Amnesty International along with the United Nations is calling for an immediate and complete end to the blockade of Gaza. In response to international pressure, the blockade has been eased to allow the inflow of some goods, but it impossible to calculate the devastating impact this has had already. As there are many familial, economic and other connections between Gaza and the West Bank, how have the effects of the blockade been visible where you have been based?

Michael: The Gaza strip is about 30 KM from the West Bank, but seems like the other side of the world.  Here, I have no better sense of Gaza than you do in Seoul.  I’m sure it’s different, and infinitely more frustrating, for West Bank Palestinians who have friends and family there.  I just wrote a short article about the so-called easing of the blockade.  You can read it here.

Of course, I was not able to go there, but I conducted phone interviews with Gaza residents and aid workers.

==========

Required tasks =>
a) Reproduce the part of the Gaza blockade interview that opens with the words containing "Michael: The Gaza" and closes with "and aid workers.".
b) Carry on the interview about the Gaza blockade, picking up right after its final sentence.

==========

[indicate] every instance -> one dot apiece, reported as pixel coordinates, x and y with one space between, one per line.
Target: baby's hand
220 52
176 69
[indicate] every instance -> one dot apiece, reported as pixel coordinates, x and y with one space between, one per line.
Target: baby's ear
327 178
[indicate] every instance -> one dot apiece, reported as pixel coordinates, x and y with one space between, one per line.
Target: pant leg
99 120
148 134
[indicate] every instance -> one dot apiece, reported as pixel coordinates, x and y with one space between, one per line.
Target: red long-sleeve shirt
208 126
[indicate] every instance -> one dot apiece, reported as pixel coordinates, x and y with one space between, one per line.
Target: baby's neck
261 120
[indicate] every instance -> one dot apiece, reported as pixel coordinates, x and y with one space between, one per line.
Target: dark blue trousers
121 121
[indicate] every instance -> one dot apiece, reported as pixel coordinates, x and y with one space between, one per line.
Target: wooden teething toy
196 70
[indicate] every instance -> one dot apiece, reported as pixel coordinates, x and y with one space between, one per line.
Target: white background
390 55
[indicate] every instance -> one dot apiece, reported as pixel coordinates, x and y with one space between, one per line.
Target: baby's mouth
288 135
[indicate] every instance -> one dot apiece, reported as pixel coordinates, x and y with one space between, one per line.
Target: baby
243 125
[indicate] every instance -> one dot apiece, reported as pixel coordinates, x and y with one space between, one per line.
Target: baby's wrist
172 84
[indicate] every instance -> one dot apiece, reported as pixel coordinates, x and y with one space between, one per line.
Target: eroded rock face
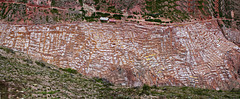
179 55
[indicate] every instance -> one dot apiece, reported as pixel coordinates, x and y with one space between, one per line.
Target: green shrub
54 11
69 70
40 63
53 3
116 16
8 50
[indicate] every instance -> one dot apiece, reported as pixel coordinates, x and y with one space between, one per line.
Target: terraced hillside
24 77
192 54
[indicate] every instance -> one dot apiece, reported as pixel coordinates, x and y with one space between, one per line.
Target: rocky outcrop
193 54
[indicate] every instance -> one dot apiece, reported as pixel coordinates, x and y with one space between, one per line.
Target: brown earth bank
195 54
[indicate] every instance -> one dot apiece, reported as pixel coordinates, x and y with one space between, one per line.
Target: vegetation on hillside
23 77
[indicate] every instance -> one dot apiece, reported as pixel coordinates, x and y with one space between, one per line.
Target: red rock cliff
194 54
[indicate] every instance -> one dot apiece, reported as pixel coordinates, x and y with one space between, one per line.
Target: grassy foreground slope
24 77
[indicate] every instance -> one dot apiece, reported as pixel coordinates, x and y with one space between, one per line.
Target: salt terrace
130 54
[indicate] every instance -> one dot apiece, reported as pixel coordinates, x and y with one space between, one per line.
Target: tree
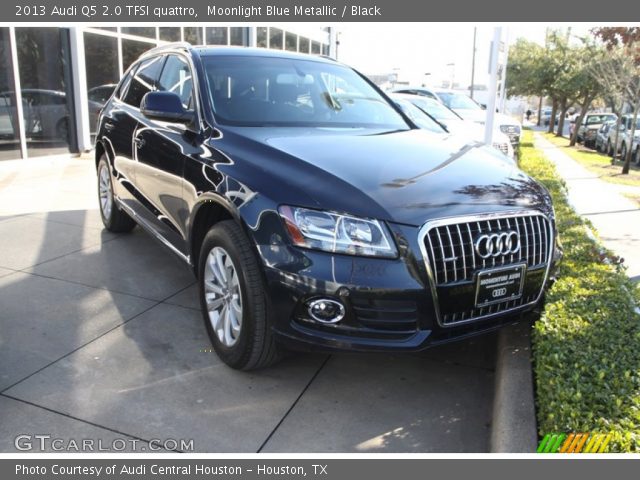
628 39
527 71
613 70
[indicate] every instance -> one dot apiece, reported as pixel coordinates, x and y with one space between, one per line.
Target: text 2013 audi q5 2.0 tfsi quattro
313 212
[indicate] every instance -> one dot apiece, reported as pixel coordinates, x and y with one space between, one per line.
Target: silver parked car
452 122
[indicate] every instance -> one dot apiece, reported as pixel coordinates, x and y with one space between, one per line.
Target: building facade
54 81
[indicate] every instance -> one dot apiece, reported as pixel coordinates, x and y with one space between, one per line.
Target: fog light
325 310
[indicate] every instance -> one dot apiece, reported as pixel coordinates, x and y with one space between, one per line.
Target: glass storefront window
101 56
147 32
131 50
47 96
261 37
217 35
170 34
291 42
275 38
304 45
237 36
193 35
9 130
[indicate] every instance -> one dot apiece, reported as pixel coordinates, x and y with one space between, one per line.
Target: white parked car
454 124
468 109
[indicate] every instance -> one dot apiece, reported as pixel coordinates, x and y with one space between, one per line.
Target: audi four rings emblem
497 244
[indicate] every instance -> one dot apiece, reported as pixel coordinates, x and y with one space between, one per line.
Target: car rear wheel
233 299
113 218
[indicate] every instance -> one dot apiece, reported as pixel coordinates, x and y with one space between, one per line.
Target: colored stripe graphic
574 443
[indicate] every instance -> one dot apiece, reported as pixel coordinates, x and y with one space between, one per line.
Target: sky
413 49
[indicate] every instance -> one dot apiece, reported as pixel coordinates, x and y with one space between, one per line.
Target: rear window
144 80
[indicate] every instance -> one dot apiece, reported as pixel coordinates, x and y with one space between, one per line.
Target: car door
119 126
161 149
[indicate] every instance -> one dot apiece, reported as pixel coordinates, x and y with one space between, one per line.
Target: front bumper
388 303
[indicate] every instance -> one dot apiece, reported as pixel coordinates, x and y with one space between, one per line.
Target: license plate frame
513 284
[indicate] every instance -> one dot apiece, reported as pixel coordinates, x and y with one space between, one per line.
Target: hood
480 117
475 131
404 176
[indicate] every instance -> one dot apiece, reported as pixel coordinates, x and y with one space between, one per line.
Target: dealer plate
500 284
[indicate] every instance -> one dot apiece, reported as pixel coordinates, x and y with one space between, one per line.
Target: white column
79 79
253 37
333 46
493 85
18 90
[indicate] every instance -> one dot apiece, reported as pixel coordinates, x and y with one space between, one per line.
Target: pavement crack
293 405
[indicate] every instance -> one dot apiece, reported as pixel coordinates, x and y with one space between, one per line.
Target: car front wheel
233 299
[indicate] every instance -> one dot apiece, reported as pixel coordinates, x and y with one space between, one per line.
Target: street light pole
493 85
453 72
473 62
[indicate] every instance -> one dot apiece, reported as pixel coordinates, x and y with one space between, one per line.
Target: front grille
473 313
398 316
453 258
454 262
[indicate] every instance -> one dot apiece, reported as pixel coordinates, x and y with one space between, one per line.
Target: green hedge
586 345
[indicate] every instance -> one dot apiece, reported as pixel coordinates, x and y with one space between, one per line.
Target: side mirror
166 107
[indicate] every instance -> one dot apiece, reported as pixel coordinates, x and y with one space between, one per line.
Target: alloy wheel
104 191
223 296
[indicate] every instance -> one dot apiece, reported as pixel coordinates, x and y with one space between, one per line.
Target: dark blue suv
314 213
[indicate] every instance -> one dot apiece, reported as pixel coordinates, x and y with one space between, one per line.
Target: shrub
586 345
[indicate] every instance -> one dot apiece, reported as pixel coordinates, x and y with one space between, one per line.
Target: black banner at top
328 11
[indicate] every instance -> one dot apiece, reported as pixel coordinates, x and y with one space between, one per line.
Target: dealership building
54 81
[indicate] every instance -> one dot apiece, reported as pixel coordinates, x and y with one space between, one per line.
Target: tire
235 313
113 218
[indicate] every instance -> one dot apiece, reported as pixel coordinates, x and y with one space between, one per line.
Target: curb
514 427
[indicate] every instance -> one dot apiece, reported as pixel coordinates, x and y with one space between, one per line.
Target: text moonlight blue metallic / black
314 213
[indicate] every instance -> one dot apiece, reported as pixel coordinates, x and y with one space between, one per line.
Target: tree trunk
552 120
584 106
627 160
539 110
563 113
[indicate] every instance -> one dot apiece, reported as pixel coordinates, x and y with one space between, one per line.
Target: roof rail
169 46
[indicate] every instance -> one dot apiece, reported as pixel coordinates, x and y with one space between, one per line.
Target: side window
176 78
144 80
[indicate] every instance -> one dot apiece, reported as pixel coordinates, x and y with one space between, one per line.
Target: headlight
337 233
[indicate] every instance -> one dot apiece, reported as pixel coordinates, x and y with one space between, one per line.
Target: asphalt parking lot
101 338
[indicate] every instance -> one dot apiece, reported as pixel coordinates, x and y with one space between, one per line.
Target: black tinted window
176 78
259 91
144 80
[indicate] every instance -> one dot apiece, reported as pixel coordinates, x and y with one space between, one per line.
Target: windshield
436 109
417 116
458 100
268 91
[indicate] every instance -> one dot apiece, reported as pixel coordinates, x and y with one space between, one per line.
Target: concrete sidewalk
616 217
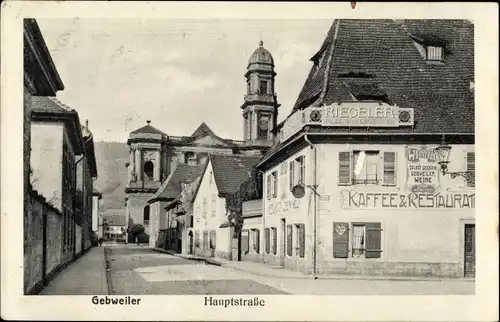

==========

Per-task answers =>
a)
Michael: The Gaza strip is about 30 KM from the West Bank, but seems like the other side of the world.  Here, I have no better sense of Gaza than you do in Seoul.  I’m sure it’s different, and infinitely more frustrating, for West Bank Palestinians who have friends and family there.  I just wrote a short article about the so-called easing of the blockade.  You can read it here.

Of course, I was not able to go there, but I conducted phone interviews with Gaza residents and aid workers.

b)
Michael, in one of your articles you cover the planned demolition of a Palestinian neighborhood in East Jerusalem in order to expand an archeological site. UN Secretary General Ban Ki-moon recently spoke out against this expansion saying that it was in contravention of international law. Amnesty G48 recently discussed the extent of displacement of communities in Seoul for the purpose of “urban development” and what this has meant for former inhabitants. Is this likely to go ahead and what will be the immediate and long-term effects of these house demolitions on displaced residents?

Michael: It’s not hard to imagine domestic and international pressure preventing these particular cases of violent eviction, but I am not optimistic.  It will take more intense news coverage and activist solidarity than we currently have, and sustained over time.  Yet even if these families are saved, there is still the larger and more ominous problem of the Israeli takeover of East Jerusalem.

Was there much coverage of the recent flotilla attack where you are based and how did the local community react to hearing the news?

Michael: There was wall-to-wall coverage of the flotilla attack.  Palestinians share a deep excitement and profound appreciation for any show of solidarity from the outside world, and the aid convoy was massive.  It literally means the world to Palestinians.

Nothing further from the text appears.